<<<<
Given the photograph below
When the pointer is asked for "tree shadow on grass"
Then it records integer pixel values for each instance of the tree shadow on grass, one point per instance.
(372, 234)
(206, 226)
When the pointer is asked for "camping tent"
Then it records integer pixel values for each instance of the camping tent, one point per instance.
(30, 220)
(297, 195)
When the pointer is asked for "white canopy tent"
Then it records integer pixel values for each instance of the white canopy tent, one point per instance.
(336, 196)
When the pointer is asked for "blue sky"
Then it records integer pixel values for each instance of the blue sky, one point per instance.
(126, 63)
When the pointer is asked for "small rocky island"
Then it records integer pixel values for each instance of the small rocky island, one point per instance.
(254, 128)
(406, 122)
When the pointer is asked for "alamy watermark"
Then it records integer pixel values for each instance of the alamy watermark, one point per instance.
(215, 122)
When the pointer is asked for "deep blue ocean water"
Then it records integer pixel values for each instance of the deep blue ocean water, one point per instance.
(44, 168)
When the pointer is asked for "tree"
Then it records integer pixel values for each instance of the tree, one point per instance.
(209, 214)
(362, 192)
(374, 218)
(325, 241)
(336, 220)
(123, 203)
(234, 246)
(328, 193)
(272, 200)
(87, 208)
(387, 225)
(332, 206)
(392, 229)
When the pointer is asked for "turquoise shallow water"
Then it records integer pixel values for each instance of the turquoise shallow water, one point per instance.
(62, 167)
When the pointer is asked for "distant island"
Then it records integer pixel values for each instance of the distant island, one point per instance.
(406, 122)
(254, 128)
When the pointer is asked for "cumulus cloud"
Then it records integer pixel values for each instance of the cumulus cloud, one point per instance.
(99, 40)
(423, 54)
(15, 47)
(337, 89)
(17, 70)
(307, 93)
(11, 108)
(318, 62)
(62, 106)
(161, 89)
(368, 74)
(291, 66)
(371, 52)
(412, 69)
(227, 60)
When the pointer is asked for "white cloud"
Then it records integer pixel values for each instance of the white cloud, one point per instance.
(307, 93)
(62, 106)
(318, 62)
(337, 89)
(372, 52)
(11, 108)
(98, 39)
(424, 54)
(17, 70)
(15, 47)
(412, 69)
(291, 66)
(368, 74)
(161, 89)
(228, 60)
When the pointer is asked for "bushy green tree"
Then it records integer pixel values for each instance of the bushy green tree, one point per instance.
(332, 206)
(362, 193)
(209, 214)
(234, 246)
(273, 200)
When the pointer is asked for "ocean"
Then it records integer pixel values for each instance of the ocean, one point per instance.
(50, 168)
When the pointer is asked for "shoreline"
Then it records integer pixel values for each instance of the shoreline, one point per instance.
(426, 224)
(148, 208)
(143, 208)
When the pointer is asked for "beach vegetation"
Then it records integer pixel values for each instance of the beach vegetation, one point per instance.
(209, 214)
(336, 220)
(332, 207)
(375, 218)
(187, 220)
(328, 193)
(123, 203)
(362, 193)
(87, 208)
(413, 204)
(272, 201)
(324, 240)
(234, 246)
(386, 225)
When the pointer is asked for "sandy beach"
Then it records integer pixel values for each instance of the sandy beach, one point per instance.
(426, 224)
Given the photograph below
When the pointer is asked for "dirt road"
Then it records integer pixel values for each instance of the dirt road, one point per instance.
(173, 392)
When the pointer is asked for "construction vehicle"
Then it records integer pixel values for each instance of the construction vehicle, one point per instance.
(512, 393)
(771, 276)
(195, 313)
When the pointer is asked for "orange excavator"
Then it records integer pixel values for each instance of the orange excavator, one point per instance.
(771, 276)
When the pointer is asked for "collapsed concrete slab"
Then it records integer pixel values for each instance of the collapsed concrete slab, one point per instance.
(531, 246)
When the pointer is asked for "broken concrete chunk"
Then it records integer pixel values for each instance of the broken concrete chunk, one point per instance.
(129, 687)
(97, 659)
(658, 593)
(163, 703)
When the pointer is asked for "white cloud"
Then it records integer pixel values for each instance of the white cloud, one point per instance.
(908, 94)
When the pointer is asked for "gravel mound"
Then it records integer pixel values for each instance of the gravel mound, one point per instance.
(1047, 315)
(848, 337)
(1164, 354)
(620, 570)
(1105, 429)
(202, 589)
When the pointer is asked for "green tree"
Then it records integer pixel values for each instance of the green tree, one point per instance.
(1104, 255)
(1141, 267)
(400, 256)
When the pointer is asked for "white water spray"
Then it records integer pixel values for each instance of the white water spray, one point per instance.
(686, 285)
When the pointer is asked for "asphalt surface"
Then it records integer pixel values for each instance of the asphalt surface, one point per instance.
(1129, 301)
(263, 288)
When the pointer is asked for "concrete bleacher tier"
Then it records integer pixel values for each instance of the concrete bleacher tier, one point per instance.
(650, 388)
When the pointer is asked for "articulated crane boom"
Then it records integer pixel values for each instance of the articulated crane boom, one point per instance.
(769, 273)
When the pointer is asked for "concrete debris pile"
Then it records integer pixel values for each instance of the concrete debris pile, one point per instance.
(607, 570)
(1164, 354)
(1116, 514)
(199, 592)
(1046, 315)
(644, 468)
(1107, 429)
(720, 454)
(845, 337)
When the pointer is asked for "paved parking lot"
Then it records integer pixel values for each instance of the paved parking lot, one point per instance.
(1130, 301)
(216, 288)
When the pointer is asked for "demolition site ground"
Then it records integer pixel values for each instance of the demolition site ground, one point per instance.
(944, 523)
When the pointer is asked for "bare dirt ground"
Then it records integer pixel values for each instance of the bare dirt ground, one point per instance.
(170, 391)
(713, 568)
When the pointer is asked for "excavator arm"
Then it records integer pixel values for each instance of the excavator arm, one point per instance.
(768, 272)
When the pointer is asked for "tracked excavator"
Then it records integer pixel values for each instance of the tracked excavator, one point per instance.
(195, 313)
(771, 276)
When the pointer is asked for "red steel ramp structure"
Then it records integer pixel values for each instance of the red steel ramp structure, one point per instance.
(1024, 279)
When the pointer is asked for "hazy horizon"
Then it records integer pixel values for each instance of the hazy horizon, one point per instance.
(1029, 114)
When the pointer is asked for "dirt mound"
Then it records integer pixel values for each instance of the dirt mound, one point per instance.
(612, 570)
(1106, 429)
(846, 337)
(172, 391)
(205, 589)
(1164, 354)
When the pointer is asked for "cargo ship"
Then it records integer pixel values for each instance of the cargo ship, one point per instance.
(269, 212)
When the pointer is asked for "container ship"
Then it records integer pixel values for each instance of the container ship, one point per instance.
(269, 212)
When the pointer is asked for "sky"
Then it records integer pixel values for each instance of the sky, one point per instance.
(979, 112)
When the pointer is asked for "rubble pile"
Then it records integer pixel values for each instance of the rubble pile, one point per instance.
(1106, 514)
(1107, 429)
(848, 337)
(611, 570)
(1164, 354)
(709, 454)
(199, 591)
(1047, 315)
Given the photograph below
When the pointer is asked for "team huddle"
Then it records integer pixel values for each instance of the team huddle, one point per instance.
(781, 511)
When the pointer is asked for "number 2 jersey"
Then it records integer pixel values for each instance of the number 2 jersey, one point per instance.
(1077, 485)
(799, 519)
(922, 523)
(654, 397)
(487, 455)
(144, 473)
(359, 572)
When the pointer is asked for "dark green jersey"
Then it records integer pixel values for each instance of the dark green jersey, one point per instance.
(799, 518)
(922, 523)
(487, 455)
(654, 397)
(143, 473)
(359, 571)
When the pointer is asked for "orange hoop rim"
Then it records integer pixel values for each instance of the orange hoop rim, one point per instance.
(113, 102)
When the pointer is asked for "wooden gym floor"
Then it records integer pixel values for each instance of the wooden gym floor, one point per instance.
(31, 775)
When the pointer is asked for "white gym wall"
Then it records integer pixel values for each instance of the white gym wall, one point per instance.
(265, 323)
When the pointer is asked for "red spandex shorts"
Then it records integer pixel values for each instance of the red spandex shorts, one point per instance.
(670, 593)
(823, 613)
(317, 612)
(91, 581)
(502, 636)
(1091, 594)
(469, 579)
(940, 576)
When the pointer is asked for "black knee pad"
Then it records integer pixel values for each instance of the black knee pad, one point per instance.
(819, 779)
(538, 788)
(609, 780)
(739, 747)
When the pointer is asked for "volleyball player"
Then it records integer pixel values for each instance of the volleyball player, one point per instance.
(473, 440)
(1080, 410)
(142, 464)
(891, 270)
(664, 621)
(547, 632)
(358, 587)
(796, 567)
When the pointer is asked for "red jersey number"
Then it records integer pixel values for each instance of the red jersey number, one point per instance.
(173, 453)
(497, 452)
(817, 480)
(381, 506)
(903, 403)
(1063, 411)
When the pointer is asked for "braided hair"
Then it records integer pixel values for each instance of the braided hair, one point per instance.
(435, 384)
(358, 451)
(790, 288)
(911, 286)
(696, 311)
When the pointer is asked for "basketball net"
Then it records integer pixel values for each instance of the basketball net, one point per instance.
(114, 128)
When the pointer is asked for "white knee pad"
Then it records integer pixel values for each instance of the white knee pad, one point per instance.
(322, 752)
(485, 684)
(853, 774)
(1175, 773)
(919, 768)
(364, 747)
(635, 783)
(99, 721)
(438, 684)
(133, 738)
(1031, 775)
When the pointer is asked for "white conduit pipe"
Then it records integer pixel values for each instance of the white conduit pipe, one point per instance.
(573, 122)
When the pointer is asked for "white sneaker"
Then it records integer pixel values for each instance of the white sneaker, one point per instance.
>>>>
=== PROBLEM DETAILS ===
Scan the listing for the string "sneaker" and copy every line that carries it.

=== WRITTEN ANSWER ===
When the pointer is asked for "white sneaker"
Then it records integer pixel values for each instance of the white sneaker, one point per instance.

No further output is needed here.